◆ INSTRUCTIONS TO FOLLOW ◆
Print every record below exactly, minus the pictures.

Records from a data source
*** Begin section ***

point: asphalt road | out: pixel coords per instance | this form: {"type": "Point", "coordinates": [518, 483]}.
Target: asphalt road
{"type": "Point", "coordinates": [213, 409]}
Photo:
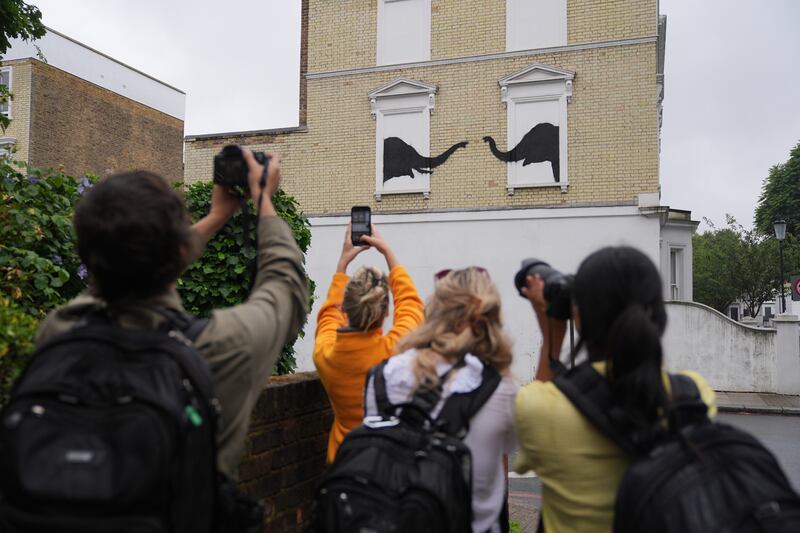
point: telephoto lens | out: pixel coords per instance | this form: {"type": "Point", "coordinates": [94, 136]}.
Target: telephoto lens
{"type": "Point", "coordinates": [557, 286]}
{"type": "Point", "coordinates": [230, 168]}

*** End section ***

◆ YOUR SOLUTION ◆
point: asphalt road | out: pixel coords per instance | this form: {"type": "Point", "coordinates": [518, 483]}.
Target: asphalt road
{"type": "Point", "coordinates": [213, 409]}
Photo:
point: telephoto lens | out: pixel coords per instance | this form: {"type": "Point", "coordinates": [94, 136]}.
Target: telephoto lens
{"type": "Point", "coordinates": [557, 286]}
{"type": "Point", "coordinates": [230, 168]}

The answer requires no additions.